◆ Written request A: List every question that the passage about Jo Hare asks.
◆ Written request B: Return the passage about Jo Hare word for word, everything from "In fact she" down to "daubed them overnight.".

◆ Source extract:

In fact she had let everyone know rather loudly that she was either going to get justice done - or literally die in the process.

Shoppers in the busy Poole, Dorset, shopping centre had got very used to seeing this lady, Jo Hare, day after day handing out the most libellous leaflets and statements concerning a wide range of local solicitors and judges. Several of the solicitors named in these tracts had got used to having to wipe black paint from their premises after she had daubed them overnight.

What possibly could be such a truly great travesty of justice that it was worth the indignity and humiliation of this mother-of-three being manhandled into a police cell? What magnitude of miscarriage could warrant one's own death?

Was this woman obsessively insane, or was she fighting a lone war against what she could prove beyond doubt was a serious and gross breach of the law, or at least gross negligence, which had continued to be covered up?

One day, it is hoped, a jury may decide. Meanwhile Jo Hare weakens by the day as her hunger strike continues.

So, what brought about this bizarre state of affairs?

◆ Listing:
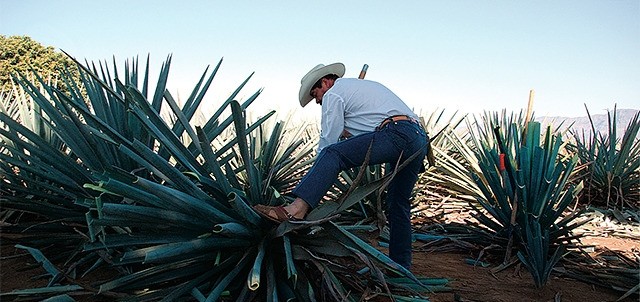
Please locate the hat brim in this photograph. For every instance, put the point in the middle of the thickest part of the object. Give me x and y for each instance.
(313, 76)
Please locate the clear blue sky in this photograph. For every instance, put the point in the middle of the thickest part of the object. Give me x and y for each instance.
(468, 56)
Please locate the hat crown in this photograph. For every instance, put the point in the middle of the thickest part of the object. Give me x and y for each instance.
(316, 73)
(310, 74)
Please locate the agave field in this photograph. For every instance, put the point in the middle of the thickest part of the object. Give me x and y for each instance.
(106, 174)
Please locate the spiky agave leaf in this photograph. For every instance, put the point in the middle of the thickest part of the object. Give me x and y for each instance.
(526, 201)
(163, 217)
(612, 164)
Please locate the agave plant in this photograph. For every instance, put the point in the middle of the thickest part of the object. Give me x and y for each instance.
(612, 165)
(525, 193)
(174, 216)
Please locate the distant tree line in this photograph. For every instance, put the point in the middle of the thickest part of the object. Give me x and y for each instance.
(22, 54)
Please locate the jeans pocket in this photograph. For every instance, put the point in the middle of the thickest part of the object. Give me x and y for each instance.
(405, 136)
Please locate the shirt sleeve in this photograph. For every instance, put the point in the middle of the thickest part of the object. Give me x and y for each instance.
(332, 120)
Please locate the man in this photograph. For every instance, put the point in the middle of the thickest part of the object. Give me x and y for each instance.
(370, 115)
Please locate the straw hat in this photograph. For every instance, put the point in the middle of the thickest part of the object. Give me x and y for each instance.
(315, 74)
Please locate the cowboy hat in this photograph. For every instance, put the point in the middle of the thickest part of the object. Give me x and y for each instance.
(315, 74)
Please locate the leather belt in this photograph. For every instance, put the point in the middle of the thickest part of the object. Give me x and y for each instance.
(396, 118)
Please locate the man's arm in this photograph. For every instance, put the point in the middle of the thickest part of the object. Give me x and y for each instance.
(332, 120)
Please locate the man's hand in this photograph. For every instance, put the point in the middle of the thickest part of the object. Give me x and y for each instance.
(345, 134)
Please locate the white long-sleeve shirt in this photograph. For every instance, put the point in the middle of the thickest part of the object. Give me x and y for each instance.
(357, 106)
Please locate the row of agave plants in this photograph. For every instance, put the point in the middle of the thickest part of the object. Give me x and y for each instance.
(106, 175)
...
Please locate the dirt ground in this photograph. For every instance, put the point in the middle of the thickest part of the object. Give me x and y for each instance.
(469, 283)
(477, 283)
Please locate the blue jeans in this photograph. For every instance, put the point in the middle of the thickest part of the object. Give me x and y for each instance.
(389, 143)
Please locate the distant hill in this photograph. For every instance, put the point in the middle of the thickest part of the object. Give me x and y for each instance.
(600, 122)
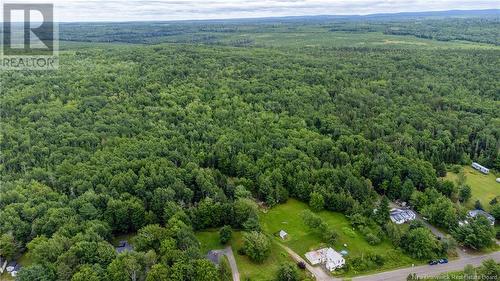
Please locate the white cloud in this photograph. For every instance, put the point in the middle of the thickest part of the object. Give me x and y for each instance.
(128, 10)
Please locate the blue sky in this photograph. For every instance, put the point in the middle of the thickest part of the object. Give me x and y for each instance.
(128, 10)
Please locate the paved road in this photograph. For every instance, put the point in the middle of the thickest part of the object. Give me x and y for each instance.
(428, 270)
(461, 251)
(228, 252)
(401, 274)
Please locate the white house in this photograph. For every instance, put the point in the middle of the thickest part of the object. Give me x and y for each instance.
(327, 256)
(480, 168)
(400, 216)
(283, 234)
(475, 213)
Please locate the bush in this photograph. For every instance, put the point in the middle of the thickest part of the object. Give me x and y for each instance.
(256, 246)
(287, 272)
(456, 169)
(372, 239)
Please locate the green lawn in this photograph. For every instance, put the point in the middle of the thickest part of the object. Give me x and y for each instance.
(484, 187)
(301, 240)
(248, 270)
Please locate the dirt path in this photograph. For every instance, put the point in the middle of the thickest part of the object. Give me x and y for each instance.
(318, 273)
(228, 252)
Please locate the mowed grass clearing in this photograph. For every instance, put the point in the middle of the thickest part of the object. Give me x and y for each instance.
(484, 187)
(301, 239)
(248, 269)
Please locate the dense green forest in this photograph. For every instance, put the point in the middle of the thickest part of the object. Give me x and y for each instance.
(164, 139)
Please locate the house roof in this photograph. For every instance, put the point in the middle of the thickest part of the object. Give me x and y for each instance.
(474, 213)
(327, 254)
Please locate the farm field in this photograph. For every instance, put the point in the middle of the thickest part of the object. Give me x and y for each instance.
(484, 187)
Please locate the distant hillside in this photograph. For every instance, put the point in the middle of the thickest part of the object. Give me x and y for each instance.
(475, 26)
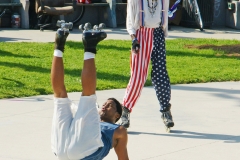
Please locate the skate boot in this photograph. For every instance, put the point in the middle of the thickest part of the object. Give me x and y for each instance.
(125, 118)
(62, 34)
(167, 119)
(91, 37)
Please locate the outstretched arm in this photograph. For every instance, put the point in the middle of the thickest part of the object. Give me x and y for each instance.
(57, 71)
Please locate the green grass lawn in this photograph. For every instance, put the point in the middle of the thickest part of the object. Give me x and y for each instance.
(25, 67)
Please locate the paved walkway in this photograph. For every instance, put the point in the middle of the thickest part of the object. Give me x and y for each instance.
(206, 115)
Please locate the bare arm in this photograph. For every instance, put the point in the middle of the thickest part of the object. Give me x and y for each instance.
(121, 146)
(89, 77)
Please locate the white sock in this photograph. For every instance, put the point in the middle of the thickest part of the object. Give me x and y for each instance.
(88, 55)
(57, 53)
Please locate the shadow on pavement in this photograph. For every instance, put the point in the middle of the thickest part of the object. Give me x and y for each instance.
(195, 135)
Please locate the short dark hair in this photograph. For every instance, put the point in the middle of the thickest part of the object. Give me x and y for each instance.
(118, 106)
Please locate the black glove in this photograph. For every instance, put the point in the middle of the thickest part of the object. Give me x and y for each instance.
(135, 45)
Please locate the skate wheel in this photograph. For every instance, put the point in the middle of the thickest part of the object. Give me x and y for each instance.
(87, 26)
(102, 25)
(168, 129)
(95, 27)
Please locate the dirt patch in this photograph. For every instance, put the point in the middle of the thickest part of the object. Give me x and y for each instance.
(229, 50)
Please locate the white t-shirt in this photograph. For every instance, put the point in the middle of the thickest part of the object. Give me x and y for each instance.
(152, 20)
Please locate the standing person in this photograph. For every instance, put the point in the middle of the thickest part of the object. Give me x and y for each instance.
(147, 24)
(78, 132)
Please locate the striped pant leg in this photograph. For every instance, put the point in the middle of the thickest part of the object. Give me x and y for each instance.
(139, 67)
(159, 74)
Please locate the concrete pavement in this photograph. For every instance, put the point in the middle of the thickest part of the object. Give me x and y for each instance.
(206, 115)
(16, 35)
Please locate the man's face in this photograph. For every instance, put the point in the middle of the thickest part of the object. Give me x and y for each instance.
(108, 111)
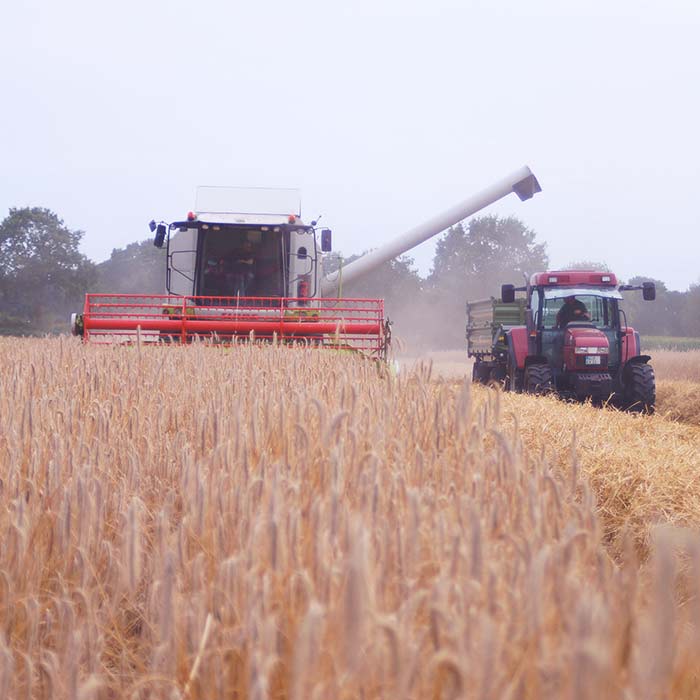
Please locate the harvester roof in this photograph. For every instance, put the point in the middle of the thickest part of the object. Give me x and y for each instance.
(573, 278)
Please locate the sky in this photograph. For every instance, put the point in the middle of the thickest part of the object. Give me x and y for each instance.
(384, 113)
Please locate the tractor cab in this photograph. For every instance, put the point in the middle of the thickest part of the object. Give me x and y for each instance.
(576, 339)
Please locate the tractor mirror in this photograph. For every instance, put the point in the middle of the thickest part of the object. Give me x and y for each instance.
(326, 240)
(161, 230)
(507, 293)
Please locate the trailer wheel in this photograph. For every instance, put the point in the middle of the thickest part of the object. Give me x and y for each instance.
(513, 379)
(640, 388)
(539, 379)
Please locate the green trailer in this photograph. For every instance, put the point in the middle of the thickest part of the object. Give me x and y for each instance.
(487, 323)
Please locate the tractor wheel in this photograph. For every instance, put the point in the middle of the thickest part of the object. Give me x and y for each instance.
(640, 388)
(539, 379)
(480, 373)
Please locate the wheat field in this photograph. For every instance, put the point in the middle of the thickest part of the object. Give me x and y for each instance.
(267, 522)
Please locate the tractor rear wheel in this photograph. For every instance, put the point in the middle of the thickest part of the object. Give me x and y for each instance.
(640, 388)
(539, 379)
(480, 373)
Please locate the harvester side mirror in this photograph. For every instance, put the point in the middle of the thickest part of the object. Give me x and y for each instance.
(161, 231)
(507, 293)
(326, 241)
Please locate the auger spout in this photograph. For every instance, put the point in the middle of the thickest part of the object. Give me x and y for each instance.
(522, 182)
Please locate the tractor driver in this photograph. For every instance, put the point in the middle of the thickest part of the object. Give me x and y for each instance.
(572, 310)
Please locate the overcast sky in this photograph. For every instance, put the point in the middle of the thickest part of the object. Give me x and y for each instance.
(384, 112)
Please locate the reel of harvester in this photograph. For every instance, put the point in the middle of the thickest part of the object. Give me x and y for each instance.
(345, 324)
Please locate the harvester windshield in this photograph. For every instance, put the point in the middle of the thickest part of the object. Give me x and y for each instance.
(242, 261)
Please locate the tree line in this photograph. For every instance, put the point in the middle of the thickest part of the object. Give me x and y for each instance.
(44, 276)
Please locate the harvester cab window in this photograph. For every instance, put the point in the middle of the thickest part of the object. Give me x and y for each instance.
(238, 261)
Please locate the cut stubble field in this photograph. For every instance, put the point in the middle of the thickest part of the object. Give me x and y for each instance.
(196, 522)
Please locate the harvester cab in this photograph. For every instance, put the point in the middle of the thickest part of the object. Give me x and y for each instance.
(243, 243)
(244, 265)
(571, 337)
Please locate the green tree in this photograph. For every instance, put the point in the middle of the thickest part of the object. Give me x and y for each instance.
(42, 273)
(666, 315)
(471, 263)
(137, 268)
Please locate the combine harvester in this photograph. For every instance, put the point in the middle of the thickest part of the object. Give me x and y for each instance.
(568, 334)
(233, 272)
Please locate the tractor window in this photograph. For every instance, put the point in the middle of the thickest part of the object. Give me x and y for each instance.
...
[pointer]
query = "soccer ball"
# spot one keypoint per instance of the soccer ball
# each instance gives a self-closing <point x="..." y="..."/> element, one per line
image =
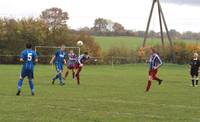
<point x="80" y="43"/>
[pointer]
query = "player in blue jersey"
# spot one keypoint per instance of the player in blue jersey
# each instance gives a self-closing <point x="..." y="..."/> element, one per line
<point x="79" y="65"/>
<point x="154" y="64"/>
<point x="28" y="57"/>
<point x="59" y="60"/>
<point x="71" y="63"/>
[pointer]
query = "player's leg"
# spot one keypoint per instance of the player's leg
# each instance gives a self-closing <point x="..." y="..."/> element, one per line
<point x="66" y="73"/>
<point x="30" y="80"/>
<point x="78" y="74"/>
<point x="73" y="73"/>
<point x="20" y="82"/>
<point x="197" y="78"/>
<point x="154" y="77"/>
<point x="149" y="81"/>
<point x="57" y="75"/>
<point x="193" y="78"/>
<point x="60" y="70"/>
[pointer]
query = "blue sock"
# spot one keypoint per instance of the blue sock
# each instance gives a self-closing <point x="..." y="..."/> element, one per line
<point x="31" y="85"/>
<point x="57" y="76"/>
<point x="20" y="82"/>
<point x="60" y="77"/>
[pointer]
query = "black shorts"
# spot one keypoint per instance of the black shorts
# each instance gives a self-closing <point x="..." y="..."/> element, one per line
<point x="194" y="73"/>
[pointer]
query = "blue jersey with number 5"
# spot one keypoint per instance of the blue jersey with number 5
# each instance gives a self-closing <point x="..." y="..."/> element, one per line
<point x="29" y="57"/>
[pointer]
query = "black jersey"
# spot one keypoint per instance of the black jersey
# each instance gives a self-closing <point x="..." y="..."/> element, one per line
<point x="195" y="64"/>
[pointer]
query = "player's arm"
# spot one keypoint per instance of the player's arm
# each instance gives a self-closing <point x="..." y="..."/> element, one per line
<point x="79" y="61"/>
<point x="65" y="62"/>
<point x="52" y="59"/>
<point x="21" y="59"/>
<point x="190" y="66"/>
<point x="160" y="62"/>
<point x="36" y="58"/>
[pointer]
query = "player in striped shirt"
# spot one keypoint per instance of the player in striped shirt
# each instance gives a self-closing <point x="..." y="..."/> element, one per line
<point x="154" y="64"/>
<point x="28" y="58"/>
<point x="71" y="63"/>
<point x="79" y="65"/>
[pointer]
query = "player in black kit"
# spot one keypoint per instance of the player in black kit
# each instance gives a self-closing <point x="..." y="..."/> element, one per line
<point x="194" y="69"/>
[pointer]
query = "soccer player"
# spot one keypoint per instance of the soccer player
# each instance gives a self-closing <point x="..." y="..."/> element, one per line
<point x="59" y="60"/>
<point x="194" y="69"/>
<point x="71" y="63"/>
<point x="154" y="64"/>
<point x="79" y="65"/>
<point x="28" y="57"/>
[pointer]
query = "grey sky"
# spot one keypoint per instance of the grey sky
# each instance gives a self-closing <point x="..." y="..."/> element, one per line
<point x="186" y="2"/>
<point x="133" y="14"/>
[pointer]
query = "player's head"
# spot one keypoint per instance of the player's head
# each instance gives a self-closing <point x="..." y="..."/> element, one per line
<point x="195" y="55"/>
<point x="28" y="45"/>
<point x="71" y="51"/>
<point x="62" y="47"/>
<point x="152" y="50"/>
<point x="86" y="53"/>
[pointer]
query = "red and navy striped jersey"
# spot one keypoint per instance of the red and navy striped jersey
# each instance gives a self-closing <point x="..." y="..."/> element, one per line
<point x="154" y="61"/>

◆ Complete output A:
- What possibly could be such a truly great travesty of justice that it was worth the indignity and humiliation of this mother-of-three being manhandled into a police cell?
- What magnitude of miscarriage could warrant one's own death?
- Was this woman obsessively insane, or was she fighting a lone war against what she could prove beyond doubt was a serious and gross breach of the law, or at least gross negligence, which had continued to be covered up?
- So, what brought about this bizarre state of affairs?

◆ Complete output B:
In fact she had let everyone know rather loudly that she was either going to get justice done - or literally die in the process.

Shoppers in the busy Poole, Dorset, shopping centre had got very used to seeing this lady, Jo Hare, day after day handing out the most libellous leaflets and statements concerning a wide range of local solicitors and judges. Several of the solicitors named in these tracts had got used to having to wipe black paint from their premises after she had daubed them overnight.